RAW DATA:
──────────

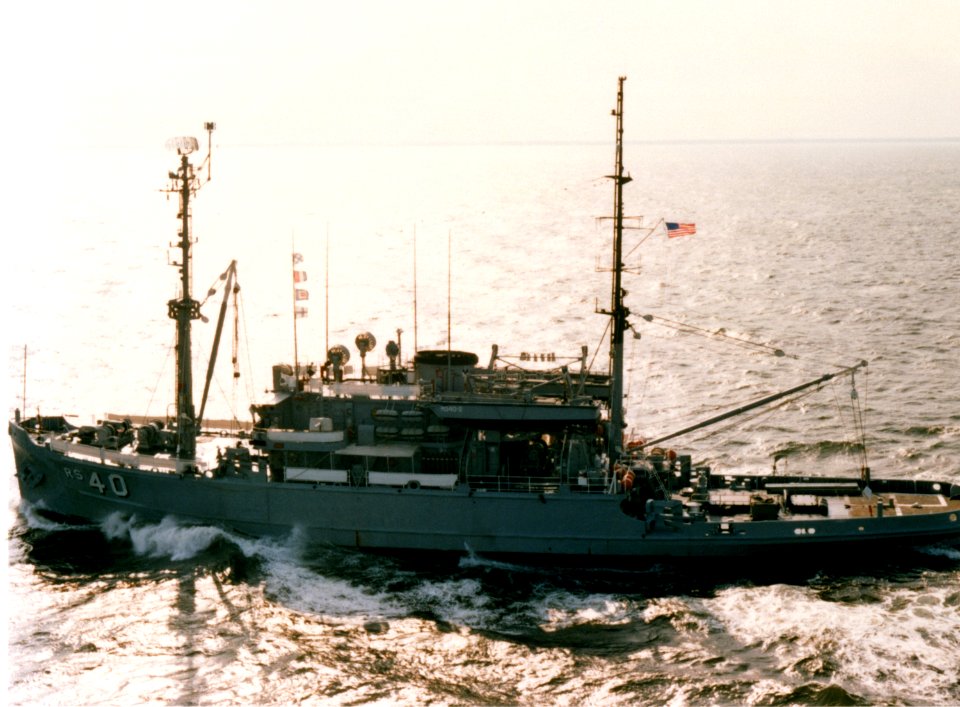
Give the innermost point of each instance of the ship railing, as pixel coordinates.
(121, 459)
(534, 484)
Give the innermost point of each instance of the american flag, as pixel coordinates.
(675, 230)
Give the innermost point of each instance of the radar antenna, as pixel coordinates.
(183, 310)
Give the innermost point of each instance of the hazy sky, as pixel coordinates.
(99, 72)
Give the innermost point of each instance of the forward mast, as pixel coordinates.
(183, 310)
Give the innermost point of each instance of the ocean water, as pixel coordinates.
(831, 252)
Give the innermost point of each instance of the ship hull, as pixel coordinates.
(562, 525)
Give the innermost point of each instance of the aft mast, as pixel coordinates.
(618, 312)
(185, 183)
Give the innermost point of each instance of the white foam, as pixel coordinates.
(937, 550)
(166, 539)
(35, 521)
(891, 646)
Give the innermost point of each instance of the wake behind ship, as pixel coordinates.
(445, 453)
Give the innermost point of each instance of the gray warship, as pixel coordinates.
(445, 454)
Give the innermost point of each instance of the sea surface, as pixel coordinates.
(830, 252)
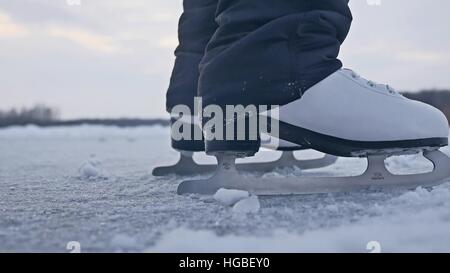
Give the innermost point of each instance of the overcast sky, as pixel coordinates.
(113, 58)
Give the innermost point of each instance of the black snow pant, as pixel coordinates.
(260, 52)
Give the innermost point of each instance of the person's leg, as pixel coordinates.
(196, 27)
(269, 52)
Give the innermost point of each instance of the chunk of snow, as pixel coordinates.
(247, 205)
(90, 169)
(230, 197)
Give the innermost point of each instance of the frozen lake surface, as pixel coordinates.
(94, 185)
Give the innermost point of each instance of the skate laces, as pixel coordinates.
(379, 86)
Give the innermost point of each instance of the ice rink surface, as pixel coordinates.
(93, 185)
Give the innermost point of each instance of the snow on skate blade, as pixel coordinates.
(375, 177)
(186, 166)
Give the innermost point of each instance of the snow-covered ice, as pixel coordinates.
(230, 197)
(247, 205)
(93, 185)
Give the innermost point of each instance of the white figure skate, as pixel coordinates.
(352, 117)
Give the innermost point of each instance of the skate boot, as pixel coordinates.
(186, 165)
(345, 115)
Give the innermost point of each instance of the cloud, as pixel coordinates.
(84, 38)
(9, 29)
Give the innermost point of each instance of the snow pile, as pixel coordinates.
(247, 205)
(241, 201)
(91, 170)
(230, 197)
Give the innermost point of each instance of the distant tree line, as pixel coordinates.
(42, 115)
(34, 115)
(45, 116)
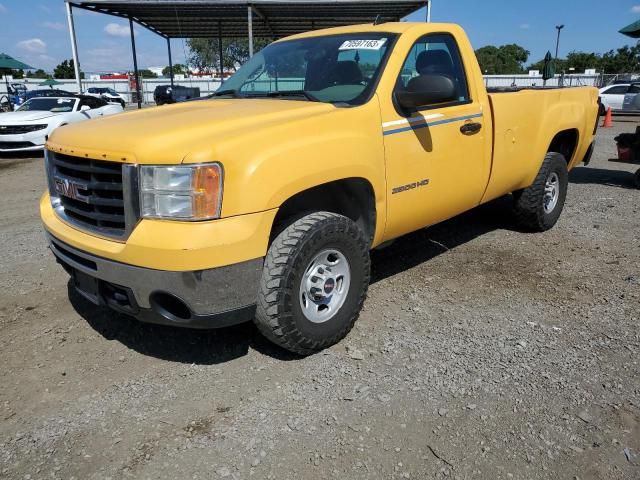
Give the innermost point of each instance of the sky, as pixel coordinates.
(35, 31)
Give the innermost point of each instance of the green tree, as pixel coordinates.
(622, 60)
(560, 65)
(178, 69)
(66, 70)
(17, 74)
(204, 52)
(503, 60)
(146, 73)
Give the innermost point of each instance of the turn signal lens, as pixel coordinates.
(190, 192)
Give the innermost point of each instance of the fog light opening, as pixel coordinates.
(170, 307)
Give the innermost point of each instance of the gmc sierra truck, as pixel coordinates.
(263, 201)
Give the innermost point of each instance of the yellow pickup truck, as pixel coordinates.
(263, 201)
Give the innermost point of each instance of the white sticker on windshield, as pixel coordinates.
(363, 44)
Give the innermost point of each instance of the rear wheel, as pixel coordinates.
(314, 283)
(539, 206)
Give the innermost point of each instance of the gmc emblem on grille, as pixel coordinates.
(69, 189)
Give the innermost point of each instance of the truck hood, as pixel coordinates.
(13, 118)
(167, 134)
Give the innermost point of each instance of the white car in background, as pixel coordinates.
(108, 94)
(620, 97)
(29, 127)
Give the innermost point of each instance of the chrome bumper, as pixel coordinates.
(213, 298)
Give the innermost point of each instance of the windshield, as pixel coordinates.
(332, 69)
(55, 105)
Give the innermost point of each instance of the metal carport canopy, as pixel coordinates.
(271, 18)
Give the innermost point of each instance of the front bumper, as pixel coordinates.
(23, 142)
(210, 298)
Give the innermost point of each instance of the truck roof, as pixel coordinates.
(392, 27)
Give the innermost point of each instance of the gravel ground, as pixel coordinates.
(482, 352)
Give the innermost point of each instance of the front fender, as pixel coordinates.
(265, 167)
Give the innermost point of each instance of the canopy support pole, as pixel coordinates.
(74, 45)
(136, 74)
(250, 25)
(170, 61)
(220, 53)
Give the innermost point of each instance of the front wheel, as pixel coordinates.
(539, 206)
(314, 282)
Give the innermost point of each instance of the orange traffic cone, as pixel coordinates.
(608, 119)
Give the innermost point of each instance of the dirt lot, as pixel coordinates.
(482, 353)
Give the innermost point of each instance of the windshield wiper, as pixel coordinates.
(293, 93)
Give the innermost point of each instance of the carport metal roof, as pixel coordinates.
(271, 18)
(237, 18)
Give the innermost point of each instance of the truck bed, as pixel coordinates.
(523, 123)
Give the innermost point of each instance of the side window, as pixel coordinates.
(617, 90)
(435, 54)
(91, 102)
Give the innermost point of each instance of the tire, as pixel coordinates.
(293, 267)
(535, 209)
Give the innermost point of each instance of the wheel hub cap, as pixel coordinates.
(551, 192)
(324, 286)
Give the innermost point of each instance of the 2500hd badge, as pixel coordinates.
(410, 186)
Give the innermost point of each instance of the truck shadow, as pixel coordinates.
(421, 246)
(602, 176)
(210, 347)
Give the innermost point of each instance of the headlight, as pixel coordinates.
(31, 128)
(190, 192)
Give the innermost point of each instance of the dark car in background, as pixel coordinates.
(164, 94)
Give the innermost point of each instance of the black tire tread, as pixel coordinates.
(276, 282)
(528, 212)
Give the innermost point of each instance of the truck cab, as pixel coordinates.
(263, 202)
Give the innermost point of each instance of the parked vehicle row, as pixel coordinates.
(167, 94)
(621, 97)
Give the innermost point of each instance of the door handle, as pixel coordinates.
(471, 128)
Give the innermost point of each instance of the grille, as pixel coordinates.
(96, 199)
(20, 129)
(14, 145)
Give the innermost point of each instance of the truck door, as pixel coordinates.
(437, 157)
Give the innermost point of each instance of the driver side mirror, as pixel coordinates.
(426, 90)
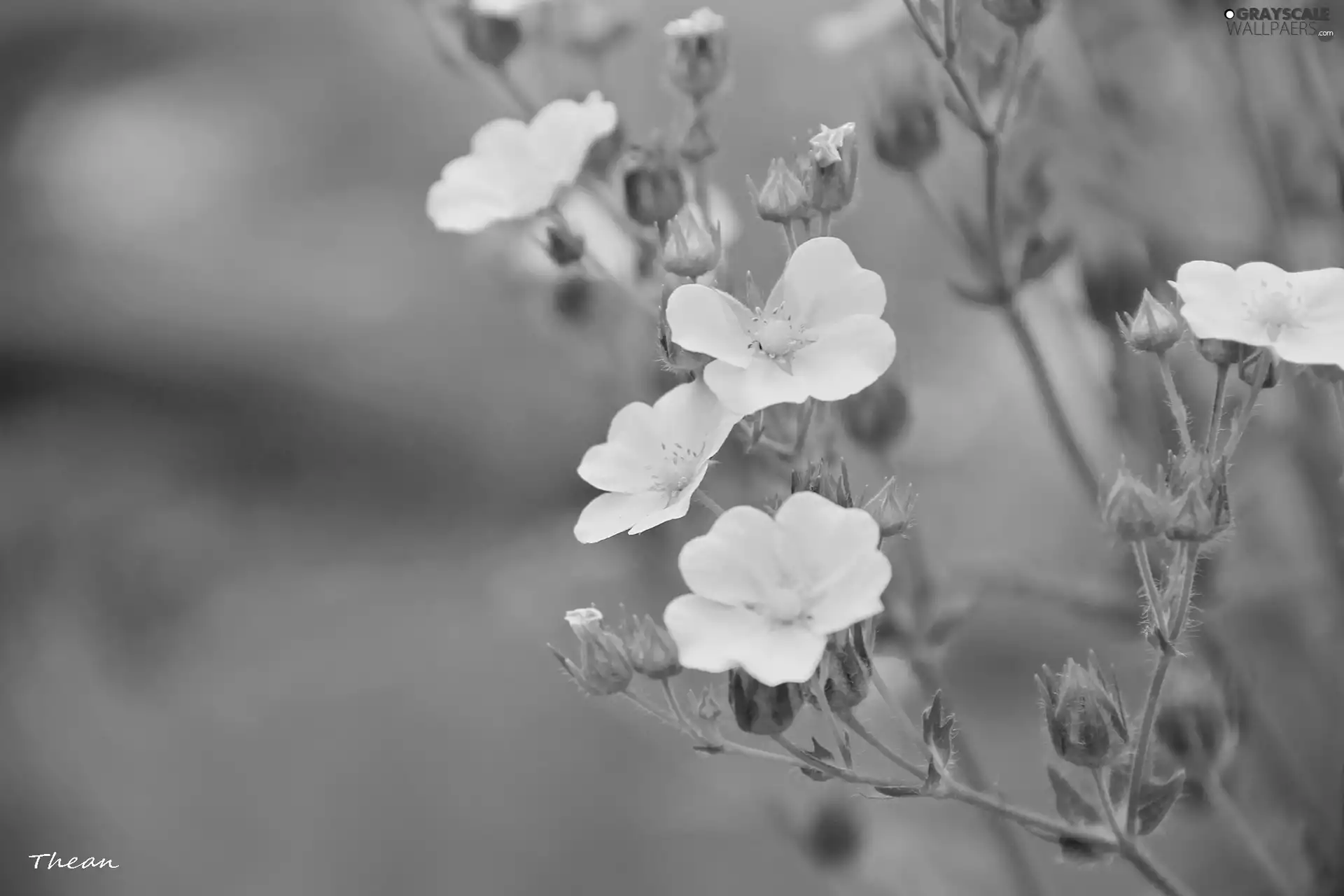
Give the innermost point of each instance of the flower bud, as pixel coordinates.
(846, 671)
(876, 415)
(1152, 328)
(708, 708)
(905, 124)
(1269, 372)
(698, 54)
(564, 246)
(834, 168)
(651, 649)
(1085, 715)
(890, 507)
(1219, 351)
(1133, 511)
(604, 666)
(761, 710)
(690, 248)
(1194, 722)
(830, 480)
(1018, 15)
(654, 187)
(491, 38)
(1193, 519)
(698, 143)
(784, 198)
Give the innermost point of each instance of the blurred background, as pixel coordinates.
(288, 476)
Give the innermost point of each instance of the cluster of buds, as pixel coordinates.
(1152, 328)
(1193, 507)
(698, 54)
(1085, 713)
(609, 660)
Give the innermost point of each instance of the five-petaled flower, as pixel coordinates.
(766, 592)
(654, 460)
(820, 335)
(1300, 316)
(515, 169)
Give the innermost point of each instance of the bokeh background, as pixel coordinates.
(288, 477)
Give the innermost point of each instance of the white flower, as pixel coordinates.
(1300, 316)
(609, 244)
(766, 592)
(515, 169)
(699, 23)
(504, 8)
(652, 463)
(820, 333)
(840, 34)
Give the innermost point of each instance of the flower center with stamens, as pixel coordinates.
(1278, 312)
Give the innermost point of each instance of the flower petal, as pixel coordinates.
(470, 197)
(787, 653)
(761, 384)
(848, 356)
(564, 132)
(710, 321)
(823, 284)
(694, 418)
(1217, 304)
(737, 562)
(608, 514)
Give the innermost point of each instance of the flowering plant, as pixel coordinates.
(785, 597)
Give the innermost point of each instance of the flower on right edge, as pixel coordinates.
(1298, 316)
(819, 335)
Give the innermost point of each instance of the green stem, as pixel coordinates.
(1215, 418)
(1177, 406)
(707, 503)
(1056, 414)
(1026, 878)
(1250, 840)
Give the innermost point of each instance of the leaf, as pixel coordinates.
(895, 792)
(1072, 805)
(1155, 799)
(1041, 254)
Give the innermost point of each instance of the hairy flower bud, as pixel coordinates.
(690, 248)
(1133, 511)
(830, 480)
(784, 198)
(655, 190)
(604, 666)
(761, 710)
(1085, 715)
(834, 168)
(1193, 519)
(1269, 370)
(1152, 328)
(698, 54)
(905, 124)
(846, 669)
(890, 507)
(651, 649)
(1219, 351)
(1018, 14)
(1194, 722)
(876, 415)
(491, 39)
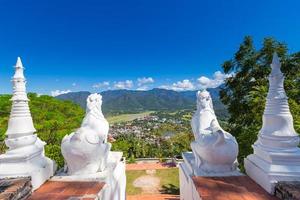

──────────

STATED TASK: Show every line in the entries above that contains the word "mast".

RESULT:
Give the innermost point of each instance of the forward mast, as pixel coordinates.
Give the innermost point of each instance of the aft mast, as pixel coordinates.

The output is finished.